#### TASK OBJECTIVE
Rewrite the data below with every "tight rectangle" changed to "close-fitting box" and everything else left as it is. Omit the pictures from your version.
** Start of EXERCISE DATA **
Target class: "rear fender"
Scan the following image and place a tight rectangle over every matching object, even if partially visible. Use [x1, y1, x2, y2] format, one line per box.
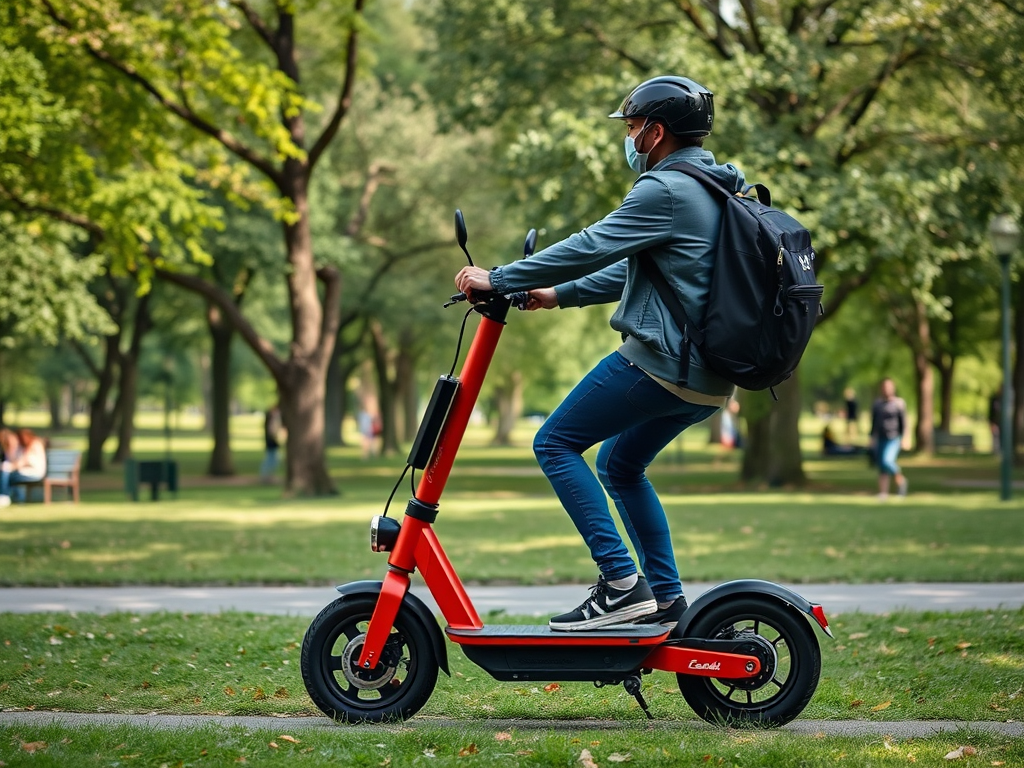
[335, 581, 452, 677]
[672, 579, 833, 638]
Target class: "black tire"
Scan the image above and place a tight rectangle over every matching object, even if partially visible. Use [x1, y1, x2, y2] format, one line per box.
[676, 597, 821, 728]
[302, 595, 437, 723]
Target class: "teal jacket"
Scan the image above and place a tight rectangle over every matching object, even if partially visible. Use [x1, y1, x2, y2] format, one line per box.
[490, 146, 743, 395]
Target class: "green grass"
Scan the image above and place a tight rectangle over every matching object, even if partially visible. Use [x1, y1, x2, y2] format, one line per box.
[0, 721, 1024, 768]
[0, 609, 1024, 723]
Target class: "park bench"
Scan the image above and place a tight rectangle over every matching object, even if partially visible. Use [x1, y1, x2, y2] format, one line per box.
[11, 449, 82, 504]
[933, 429, 974, 452]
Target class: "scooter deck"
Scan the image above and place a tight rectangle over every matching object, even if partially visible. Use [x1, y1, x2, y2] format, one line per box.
[444, 624, 670, 646]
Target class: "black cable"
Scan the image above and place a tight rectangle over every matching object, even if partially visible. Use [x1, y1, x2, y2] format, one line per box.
[383, 464, 413, 517]
[449, 307, 476, 379]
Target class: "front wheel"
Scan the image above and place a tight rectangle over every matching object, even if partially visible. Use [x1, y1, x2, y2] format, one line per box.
[302, 595, 438, 723]
[676, 597, 821, 727]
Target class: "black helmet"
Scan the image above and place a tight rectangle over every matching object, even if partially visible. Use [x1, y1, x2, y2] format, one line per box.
[608, 75, 715, 138]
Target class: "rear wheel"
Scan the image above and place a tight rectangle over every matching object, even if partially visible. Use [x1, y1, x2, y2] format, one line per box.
[676, 598, 821, 727]
[302, 595, 437, 723]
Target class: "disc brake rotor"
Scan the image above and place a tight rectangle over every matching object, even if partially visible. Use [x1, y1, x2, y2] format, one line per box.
[723, 628, 778, 690]
[341, 633, 403, 690]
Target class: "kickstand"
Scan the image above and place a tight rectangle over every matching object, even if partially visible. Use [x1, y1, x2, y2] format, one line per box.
[623, 675, 654, 720]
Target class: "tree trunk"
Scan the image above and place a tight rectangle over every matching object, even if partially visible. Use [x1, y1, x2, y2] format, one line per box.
[937, 356, 956, 432]
[46, 382, 67, 432]
[324, 354, 346, 445]
[206, 305, 234, 477]
[278, 360, 337, 496]
[113, 292, 153, 463]
[199, 352, 213, 434]
[83, 333, 121, 472]
[999, 275, 1024, 466]
[739, 369, 807, 487]
[739, 392, 772, 485]
[394, 333, 420, 442]
[490, 371, 523, 445]
[370, 321, 398, 456]
[911, 303, 935, 454]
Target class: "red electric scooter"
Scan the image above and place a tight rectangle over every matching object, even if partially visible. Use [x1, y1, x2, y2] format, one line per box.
[302, 211, 831, 726]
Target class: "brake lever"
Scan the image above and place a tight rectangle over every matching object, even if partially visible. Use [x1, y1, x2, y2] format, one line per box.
[441, 293, 469, 309]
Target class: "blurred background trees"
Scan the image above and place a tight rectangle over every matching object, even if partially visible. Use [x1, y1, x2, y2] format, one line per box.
[0, 0, 1024, 494]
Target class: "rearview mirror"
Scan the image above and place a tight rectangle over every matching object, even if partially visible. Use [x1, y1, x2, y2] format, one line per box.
[522, 229, 537, 258]
[455, 208, 473, 266]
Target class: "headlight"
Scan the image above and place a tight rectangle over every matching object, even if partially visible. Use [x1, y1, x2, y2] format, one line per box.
[370, 515, 401, 552]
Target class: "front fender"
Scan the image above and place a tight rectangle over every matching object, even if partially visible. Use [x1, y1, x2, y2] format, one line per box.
[672, 579, 833, 637]
[335, 581, 452, 677]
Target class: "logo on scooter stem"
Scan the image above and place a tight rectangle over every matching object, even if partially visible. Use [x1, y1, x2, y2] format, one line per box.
[689, 658, 722, 672]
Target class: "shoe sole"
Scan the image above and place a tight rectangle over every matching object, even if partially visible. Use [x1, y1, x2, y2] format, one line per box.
[548, 600, 657, 632]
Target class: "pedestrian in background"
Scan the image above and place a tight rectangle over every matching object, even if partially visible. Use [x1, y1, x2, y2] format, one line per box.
[843, 387, 860, 437]
[871, 378, 910, 501]
[259, 403, 282, 485]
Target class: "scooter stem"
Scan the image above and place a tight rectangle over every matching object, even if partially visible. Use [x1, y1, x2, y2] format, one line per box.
[358, 309, 508, 669]
[416, 316, 505, 504]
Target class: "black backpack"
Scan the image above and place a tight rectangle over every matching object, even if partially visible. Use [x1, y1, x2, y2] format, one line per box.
[638, 163, 824, 395]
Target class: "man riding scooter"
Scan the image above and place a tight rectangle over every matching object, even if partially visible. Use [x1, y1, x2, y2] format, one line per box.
[456, 76, 743, 631]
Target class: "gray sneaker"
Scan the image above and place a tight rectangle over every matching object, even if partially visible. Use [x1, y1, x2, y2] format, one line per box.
[548, 574, 657, 632]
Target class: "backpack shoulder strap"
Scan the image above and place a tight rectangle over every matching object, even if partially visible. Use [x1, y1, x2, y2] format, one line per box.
[665, 163, 771, 206]
[637, 251, 703, 385]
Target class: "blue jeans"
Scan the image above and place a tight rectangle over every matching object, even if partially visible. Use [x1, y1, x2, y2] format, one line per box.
[877, 437, 900, 477]
[0, 470, 43, 502]
[534, 352, 718, 601]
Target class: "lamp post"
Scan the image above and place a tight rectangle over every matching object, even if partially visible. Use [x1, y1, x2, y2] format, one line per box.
[988, 213, 1024, 502]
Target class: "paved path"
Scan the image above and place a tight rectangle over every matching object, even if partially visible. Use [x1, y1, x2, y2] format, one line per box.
[0, 583, 1024, 616]
[0, 712, 1024, 738]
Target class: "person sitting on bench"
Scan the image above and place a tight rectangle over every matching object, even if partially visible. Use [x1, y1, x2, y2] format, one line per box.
[0, 428, 46, 507]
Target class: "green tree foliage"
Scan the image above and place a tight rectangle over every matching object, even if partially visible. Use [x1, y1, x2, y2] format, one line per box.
[428, 0, 1020, 482]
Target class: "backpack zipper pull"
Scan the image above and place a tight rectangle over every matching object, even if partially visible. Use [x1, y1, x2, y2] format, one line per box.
[772, 246, 783, 317]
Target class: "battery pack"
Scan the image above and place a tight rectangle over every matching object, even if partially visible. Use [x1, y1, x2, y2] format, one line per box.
[408, 376, 459, 469]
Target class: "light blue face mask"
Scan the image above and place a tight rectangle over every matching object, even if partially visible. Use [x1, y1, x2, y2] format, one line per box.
[624, 120, 650, 173]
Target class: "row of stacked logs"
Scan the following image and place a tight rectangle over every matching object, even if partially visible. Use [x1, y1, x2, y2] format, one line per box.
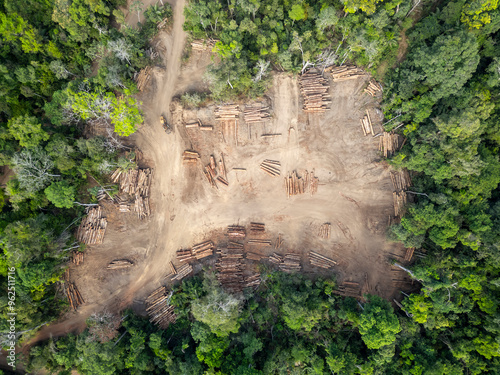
** End of EXERCISE DATA **
#### CORRECT RESULT
Target class: "rear fender"
Scan the following image and place a close-fitting box over every matching object, even if partially visible. Use [x1, y1, x2, y2] format, one line per box.
[335, 581, 452, 677]
[672, 579, 833, 638]
Target class: "black tire"
Scan the image above and place a close-fitting box over every matching object, even if partially visible. Use [x1, y1, x2, y2] format, one line per box.
[676, 597, 821, 728]
[302, 595, 437, 723]
Target class: "teal jacket"
Scan the image above and place a close-fitting box over every matching object, even if partially visible. Use [x1, y1, x2, y2] format, one line per box.
[490, 146, 743, 395]
Target class: "green grass"
Scan the image above and place a close-fitting box over every matching object, even if partially visible. Use [x1, y1, x2, y2] format, one line per box.
[0, 721, 1024, 768]
[0, 609, 1024, 723]
Target class: "park bench"
Scan the image above and place a close-fitting box over every matching object, even if partially visible. Use [x1, y1, x2, y2] format, one line per box.
[11, 449, 82, 504]
[933, 429, 974, 452]
Target class: "scooter deck"
Scan the image above and place a close-fitting box over every matching object, even if partially visible. Use [x1, y1, x2, y2] format, one line per box.
[444, 624, 670, 646]
Target class: "black cable"
Scan the image above and place a close-fitting box over every matching object, even if partially visible. Use [x1, y1, x2, y2] format, one line per box.
[383, 464, 413, 517]
[449, 307, 476, 379]
Target class: "front wheel"
Scan the image above and place a close-fitting box over every matching object, even if partially visible. Use [x1, y1, x2, y2] format, one line per box.
[302, 595, 438, 723]
[676, 597, 821, 727]
Target class: "black helmet"
Scan the image above and place a close-fitting box over every matching object, even if partially visible. Use [x1, y1, x2, y2] format, one line per box.
[608, 75, 715, 138]
Target class: "rear wheel"
Scan the image above and place a close-fitting box over every matching object, even if partially visible. Use [x1, y1, x2, y2] format, one line per box.
[676, 598, 821, 727]
[302, 595, 437, 723]
Target class: "disc brake rotor"
Scan the image above and place a close-fitting box over every matching object, even if partially visible. Use [x1, y1, x2, y2] format, one line per box.
[723, 628, 778, 690]
[341, 633, 403, 690]
Target class: "kickstand"
Scan the image above and place a close-fitting box over every matching object, even if partially visible. Use [x1, y1, x2, y2] format, one line per box.
[623, 675, 654, 720]
Target class: "tree trunk"
Scan the image above and place a close-fitting box over every matching object, even if partially visible. Use [x1, y1, x2, y2] format, one line per box.
[937, 356, 956, 432]
[46, 382, 67, 432]
[324, 354, 346, 445]
[206, 305, 234, 477]
[278, 360, 337, 496]
[113, 292, 153, 463]
[199, 352, 213, 434]
[83, 333, 121, 472]
[999, 275, 1024, 466]
[739, 369, 807, 487]
[739, 392, 772, 485]
[394, 333, 420, 442]
[490, 371, 523, 445]
[370, 321, 398, 456]
[911, 303, 935, 454]
Target class: "red electric scooter"
Scan the image above and place a close-fitting box over every matching object, even if partially visible. Use [x1, y1, x2, y2] format, one line per box.
[302, 211, 831, 726]
Target class: "brake lever"
Scan the image above and place a close-fitting box over every matching object, even if partially visible. Use [x1, y1, x2, y2] format, one line per box.
[441, 293, 469, 309]
Target class: "blurred background trees"
Scan the image above and place a close-fitting box over every matching object, even if partially visible. Use [x1, y1, x2, y2] format, one line per box.
[0, 0, 1024, 494]
Target class: "rearview mirror"
Scan the image above and place a close-fitting box over every matching object, even if partially visible. Use [x1, y1, x2, y2] format, one line per box.
[522, 229, 537, 258]
[455, 208, 473, 266]
Target class: "headlight"
Scan the image above and place a close-fitting box over every matching object, even if partially visible. Use [x1, y1, x2, y2] format, one line per box.
[370, 515, 401, 552]
Target class: "front fender"
Scan the image above and place a close-fitting box over every matching object, even if partially visible. Use [x1, y1, x2, y2] format, one line per box.
[672, 579, 833, 637]
[335, 581, 452, 677]
Target class: "logo on scooter stem"
Scan the image above and place a close-fitting box over every matching object, even if partially visible. Use [x1, y1, x2, y2] format, one line per box.
[689, 658, 722, 672]
Target class: "shoe sole"
Scan the image above and place a close-fitting box over every matching object, even if partially visible. Use [x1, y1, x2, y2] format, one line per box.
[548, 600, 657, 632]
Target class: "pedestrian in background"
Scan the image above and place a close-fitting box over every matching object, even if partially visible. Use [x1, y1, x2, y2] format, one line per box.
[843, 387, 860, 437]
[871, 378, 910, 501]
[259, 403, 282, 485]
Target class: "scooter stem"
Scan the image above and place a close-fitting box over every matching object, even if partially visible. Use [x1, y1, x2, y2] format, one line per box.
[358, 309, 508, 669]
[416, 316, 505, 504]
Target class: "black backpack"
Scan the image above and place a close-fitting box over every matching object, even if partially visible. Use [x1, y1, x2, y2] format, one line per box.
[638, 163, 824, 395]
Target class: "man riding scooter"
Scan the image above and place a close-fitting box over every matching object, even if partially visible. Use [x1, y1, x2, y2] format, one line per box.
[456, 76, 743, 631]
Target class: "gray sneaker"
Scan the image above and place a close-fitting box over every matching object, even if partially visible. Use [x1, y1, x2, y2] format, one line per box.
[548, 574, 657, 632]
Target class: "backpack shoulder strap"
Scan the image above and place a close-fitting box over every matching object, even if partially visible. Use [x1, y1, x2, y2] format, one line per box.
[665, 163, 771, 206]
[637, 251, 703, 385]
Target class: "blue jeans"
Scan the image above and place a close-fitting box over every matching object, even if partially visible. Use [x1, y1, x2, y2] format, one line per box.
[877, 437, 900, 477]
[0, 470, 43, 502]
[534, 352, 718, 601]
Target class: "lamp post"
Scan the image above and place a close-fitting box over every matching object, even if partially visible. Use [x1, y1, x2, y2] format, one line per box.
[988, 213, 1024, 502]
Target class: "paved path"
Scan the image above and place a close-fitting box over every matching object, even if partially visible. Use [x1, y1, x2, y2] format, one line per box.
[0, 583, 1024, 616]
[0, 712, 1024, 738]
Target class: "person sitting on bench"
Scan the image above and place a close-fitting box over every matching object, even if partially visible. Use [x1, y1, x2, y2] format, one line per box.
[0, 428, 46, 507]
Target class: "green tree foliage"
Scan the image above and place a close-fitting box over every matching object, even if partially visible. Use [x1, y1, x2, y2] format, one line per box.
[428, 0, 1020, 482]
Target class: "backpack zipper pull"
Scan the image above and place a close-fitting box over every matching object, even if partially visible. Use [x1, y1, x2, y2] format, one line per box.
[772, 246, 783, 317]
Target class: "battery pack"
Scan the image above and place a close-fitting box over every matching object, even if partially visible. Use [x1, y1, x2, y2] format, one line per box.
[408, 376, 459, 469]
Target class: "light blue face mask"
Scan the image above and place a close-fitting box over every matching object, even if partially visible. Use [x1, y1, x2, y2] format, one line per box.
[624, 120, 650, 173]
Target class: "row of stacked logs"
Scan the following image and place a close-fitting box over every matching object, even if partially visible. Use [x1, y1, x2, y2] format, one line per box.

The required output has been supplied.